## Article
+-------+

On August 22, the Reuters news agency announced that the Trump administration is going to reduce diplomatic staff in Havana to a maximum of 18 persons, “due to a mysterious illness”. The Reuters dispatch observed that:

Outreach to civil society and human rights activists has also been reduced at a time when Cuba is transitioning to a new generation of political leaders, internet access is spreading and a revamped constitution is headed for a referendum vote.

The reduction in diplomatic staff has come while China, Russia, Venezuela and the European Union are all trying to advance their interest in the island. At the same time, the Cuban political-administrative apparatus is undergoing deep changes. Each one of these changes is of relevance to China experts interested in comparing reforming Marxist-Leninist systems.

The governance reforms outlined by the Conceptualización del modelo económico y social cubano de desarrollo socialista and the Lineamientos de la Política Económica y Social del Partido y la Revolución para el periodo 2016-2021 have begun to see the light:

  • on July 22, the National Assembly of People’s Power (Asamblea Nacional del Poder Popular) concluded a two-days debate on the project of constitutional reform;

  • on July 30, the draft Constitution of the state was published by the website Cubadebate;

  • a total of 135,000 popular consultation meetings on the Constitution started on August 13, and will continue until November 15;

  • a constitutional referendum will take place on February 24, 2019

Those interested in learning more about the 2018/29 constitutional revision in Cuba will find various reference materials on the website of the Coalition for Peace and Ethics – a big thank you goes to their folks.

In light of the changes in the policy of the United States towards Cuba [1], the decision to downsize the U.S. diplomatic mission in Havana does not come as a surprise. The style of negotiation and foreign policy approach of the present U.S. administration are creating uncertainties among domestic and international observers. The decision to reduce the diplomatic staff in Havana however will produce effects coherent with the choice to channel investments away from entities on the Cuba Restricted List.

In the meantime, the popular debate on the Cuban constitution continues. The Coalition for Peace and Ethics has made available some aggregated data on unofficial comments to the project of constitutional revision. The data is useful to get a sense of what the most important themes in the new constitution are, to a sector of the Cuban public opinion.

The public debate on the constitutional revision seems to be involving a tiny fraction of the public. The difficulties in accessing Facebook and other social media services may have played a role in limiting the availability of online comments to the project of constitutional reform. On the other hand, the public debate has just begun, and it is likely that unofficial comments will intensify as we get closer to the February 24 referendum.

This far, the theme to attract most comments and discussion has been the new definition of marriage as the consensual union of two persons, regardless of their gender. This definition allows the possibility of same-sex marriage, and has provoked a relative majority of comments (37,20%), at least compared to general discussions of the constitutional revision (26.44%).

What it is striking is:

  • the percentage of comments not directly relevant to the constitutonal revision (28.45%)

  • the limited attention paid to the theme of labor compensation (7.16%)

  • the very low number of actual comments on certain specific articles of the new constitution, as opposed to comments on themes such as marriage, labor compensation, and others.

While it is still early to detect a stable trend in unofficial discussions on the constitutional revision, these initial comments provide a useful window on the interests and concerns of those who are using alternative fora to express their views on the constitutional revision project.

[1] In July 2017 the memorandum “Strengthening the Policy of the United States Toward Cuba” outlined the Trump’s administration policy towards Cuba as including an: “end to economic practices that disproportionately benefit the Cuban government or its military, intelligence, or security agencies or personnel at the expense of the Cuban people.” In November 2017, changes to authorizations for travel to Cuba were introduced. A list of restricted entities associated with Cuba, with which direct financial transactions would be prohibited was published, financial transactions were restricted, and the licensing policy was amended. A task force composed of government and non-government representatives was created, to examine the challenges and opportunities for expanding internet access in Cuba.

+-------+

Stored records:
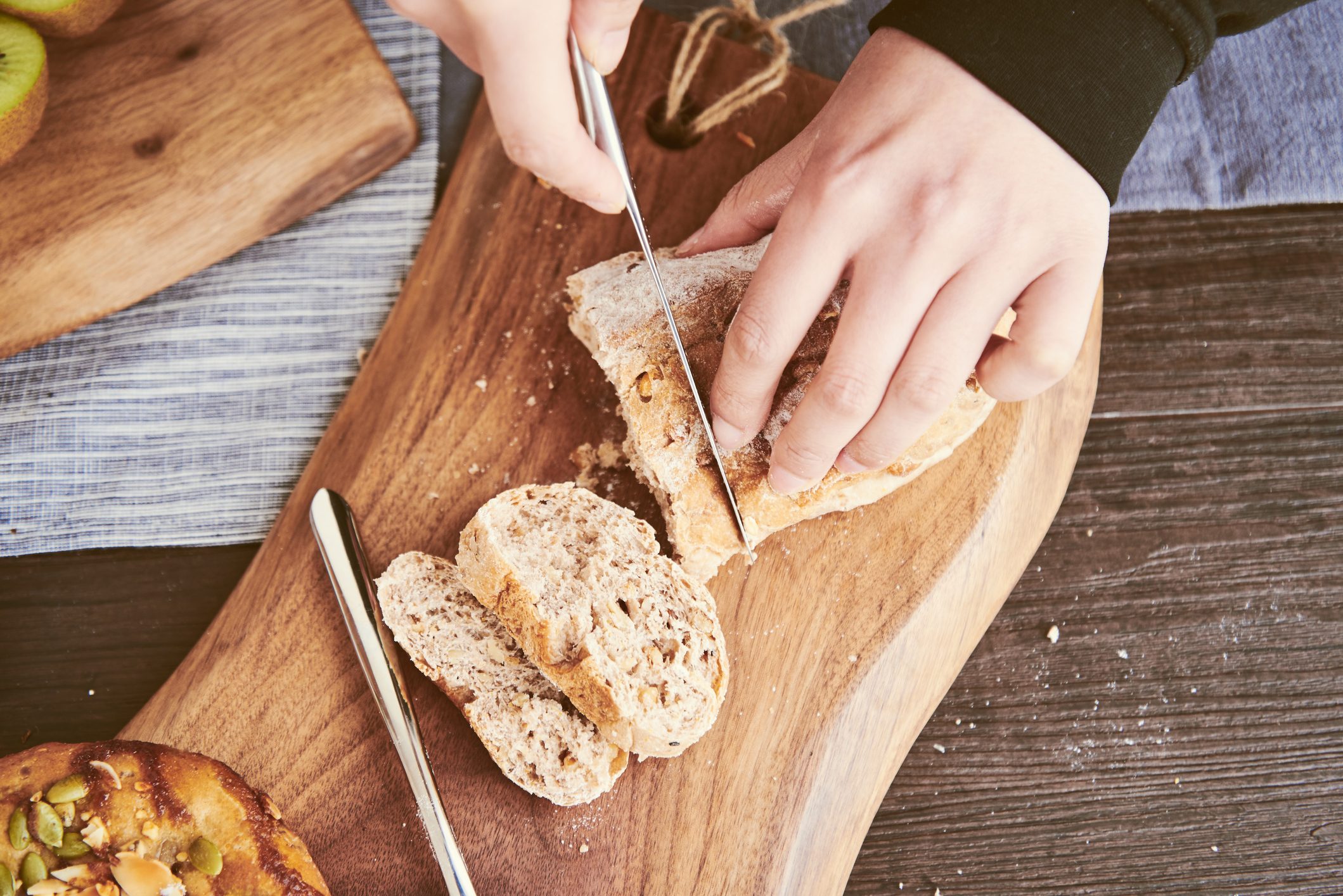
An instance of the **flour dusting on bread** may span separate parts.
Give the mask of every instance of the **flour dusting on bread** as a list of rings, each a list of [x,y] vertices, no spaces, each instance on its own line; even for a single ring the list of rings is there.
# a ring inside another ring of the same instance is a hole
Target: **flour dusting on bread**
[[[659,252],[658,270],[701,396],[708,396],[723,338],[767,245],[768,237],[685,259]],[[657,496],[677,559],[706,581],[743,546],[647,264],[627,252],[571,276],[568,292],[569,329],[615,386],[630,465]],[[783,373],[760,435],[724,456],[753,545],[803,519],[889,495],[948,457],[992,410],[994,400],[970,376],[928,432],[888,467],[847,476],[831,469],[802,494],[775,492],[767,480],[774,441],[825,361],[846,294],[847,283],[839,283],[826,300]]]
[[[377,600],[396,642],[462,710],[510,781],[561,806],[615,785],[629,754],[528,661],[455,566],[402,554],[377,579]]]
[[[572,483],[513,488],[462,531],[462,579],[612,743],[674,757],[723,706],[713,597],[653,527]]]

+-------+

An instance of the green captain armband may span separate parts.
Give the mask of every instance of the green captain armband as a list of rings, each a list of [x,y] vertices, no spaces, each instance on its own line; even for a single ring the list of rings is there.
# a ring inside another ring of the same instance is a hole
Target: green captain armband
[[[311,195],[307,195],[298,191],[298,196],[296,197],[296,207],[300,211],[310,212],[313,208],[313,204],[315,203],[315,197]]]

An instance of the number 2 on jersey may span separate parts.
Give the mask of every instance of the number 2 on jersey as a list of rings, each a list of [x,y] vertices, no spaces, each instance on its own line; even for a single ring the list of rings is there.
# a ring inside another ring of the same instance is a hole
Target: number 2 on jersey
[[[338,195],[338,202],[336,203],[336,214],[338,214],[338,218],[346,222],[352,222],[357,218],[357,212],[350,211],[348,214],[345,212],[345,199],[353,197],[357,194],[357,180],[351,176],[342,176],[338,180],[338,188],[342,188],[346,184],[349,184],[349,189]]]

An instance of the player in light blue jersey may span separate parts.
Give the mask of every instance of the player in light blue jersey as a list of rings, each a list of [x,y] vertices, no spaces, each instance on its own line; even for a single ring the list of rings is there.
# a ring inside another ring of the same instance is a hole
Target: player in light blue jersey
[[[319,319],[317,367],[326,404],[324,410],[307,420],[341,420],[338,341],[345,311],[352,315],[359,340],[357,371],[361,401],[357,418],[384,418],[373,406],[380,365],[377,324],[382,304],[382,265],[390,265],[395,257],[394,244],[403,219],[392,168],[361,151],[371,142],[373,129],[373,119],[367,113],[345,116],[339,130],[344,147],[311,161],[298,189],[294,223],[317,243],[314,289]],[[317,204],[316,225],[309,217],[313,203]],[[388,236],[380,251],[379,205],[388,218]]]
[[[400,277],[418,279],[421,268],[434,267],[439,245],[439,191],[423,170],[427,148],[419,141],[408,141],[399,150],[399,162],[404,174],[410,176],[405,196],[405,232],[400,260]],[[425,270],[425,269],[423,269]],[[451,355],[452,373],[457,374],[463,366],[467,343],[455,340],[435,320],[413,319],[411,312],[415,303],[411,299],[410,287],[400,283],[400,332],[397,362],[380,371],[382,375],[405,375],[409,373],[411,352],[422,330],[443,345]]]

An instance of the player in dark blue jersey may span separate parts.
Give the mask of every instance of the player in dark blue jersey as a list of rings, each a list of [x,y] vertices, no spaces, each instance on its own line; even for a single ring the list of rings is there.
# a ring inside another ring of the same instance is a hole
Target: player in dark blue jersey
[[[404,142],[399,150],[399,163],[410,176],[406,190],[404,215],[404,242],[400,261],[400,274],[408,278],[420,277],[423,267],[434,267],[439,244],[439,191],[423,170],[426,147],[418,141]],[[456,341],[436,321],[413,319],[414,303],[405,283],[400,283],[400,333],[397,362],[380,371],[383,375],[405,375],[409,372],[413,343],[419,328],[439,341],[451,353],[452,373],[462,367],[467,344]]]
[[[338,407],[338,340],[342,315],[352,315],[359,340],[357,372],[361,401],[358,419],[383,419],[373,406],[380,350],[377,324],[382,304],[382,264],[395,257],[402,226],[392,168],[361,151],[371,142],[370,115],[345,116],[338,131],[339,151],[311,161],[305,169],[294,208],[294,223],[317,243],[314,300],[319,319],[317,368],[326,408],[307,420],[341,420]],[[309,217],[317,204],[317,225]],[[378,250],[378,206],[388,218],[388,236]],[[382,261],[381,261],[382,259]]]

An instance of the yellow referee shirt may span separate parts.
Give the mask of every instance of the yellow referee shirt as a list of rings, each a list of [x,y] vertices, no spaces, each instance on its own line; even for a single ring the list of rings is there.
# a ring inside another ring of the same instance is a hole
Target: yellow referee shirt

+-------+

## Required work
[1] Using the article on Cuba's constitutional revision, decide whether each statement agrees with it, and give yes or no plus the deciding words quoted from the article. (a) The draft Constitution was published on July 30 by the website Cubadebate. (b) Labor compensation drew the largest share of comments. (c) The constitutional referendum is set for February 24, 2019.
[2] According to the article on Cuba's constitutional revision, which parties are trying to advance their interest in the island? List all of them.
[3] In the article on Cuba's constitutional revision, how many popular consultation meetings on the Constitution are held?
These entries have nothing to do with the article on Cuba's constitutional revision.

## Expected results
[1]
(a) Yes: "on July 30, the draft Constitution of the state was published by the website Cubadebate"
(b) No: "the limited attention paid to the theme of labor compensation (7.16%)"
(c) Yes: "a constitutional referendum will take place on February 24, 2019"

[2] China, Russia, Venezuela, the European Union

[3] A total of 135,000.